Format the lines from the one containing "of the sky." through the one containing "of the tall", both included, as a Markdown table with the columns No. and Line. Number each row and leave out any blank lines.

→ **Task inputs**

START

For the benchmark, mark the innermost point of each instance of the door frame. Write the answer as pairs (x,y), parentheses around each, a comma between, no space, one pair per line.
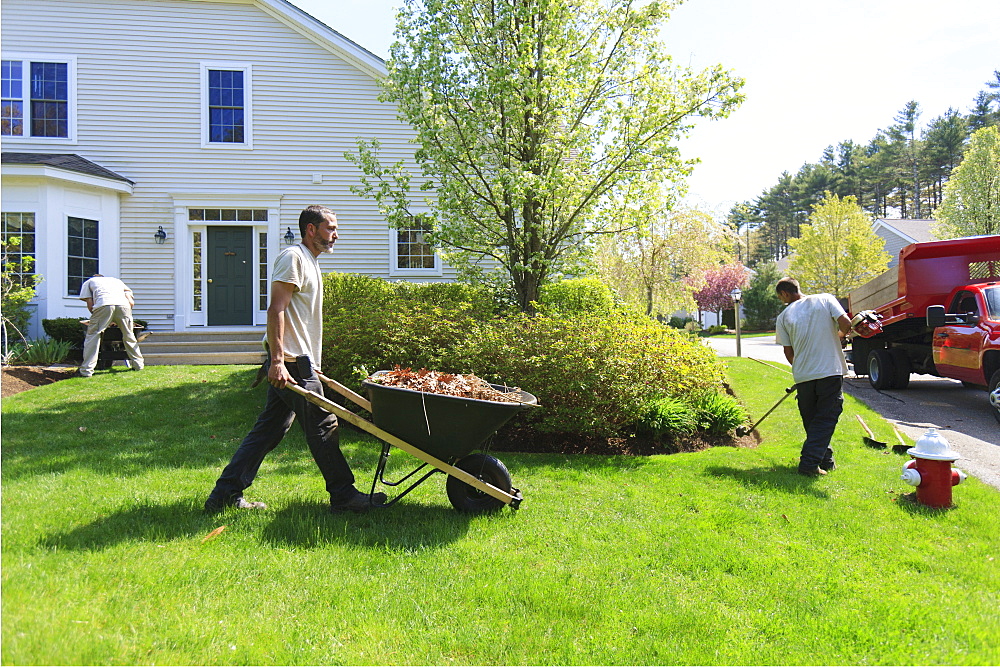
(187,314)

END
START

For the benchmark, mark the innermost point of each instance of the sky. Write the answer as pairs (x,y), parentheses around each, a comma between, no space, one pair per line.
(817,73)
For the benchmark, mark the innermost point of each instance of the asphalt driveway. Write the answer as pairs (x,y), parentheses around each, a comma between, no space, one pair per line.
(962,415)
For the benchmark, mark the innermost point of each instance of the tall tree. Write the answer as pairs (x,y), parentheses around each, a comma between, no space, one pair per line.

END

→ **The response**
| No. | Line |
|---|---|
| 1 | For the benchmark, mark the innermost point of each instance of the sky. Write the answer as pairs (x,y), parentheses around each, a comma between, no space, one pair per line. |
| 2 | (817,73) |
| 3 | For the benchmark, mark the innermost point of each instance of the asphalt driveway. Write the answer as pairs (x,y), parentheses around each, a comma between, no space, one pair per line. |
| 4 | (962,415) |
| 5 | For the benchmark, mark the innermost point of each instance of the tall tree. Write the answer as pairs (x,y), parentheses around each, a comma between, no space, one pair per line. |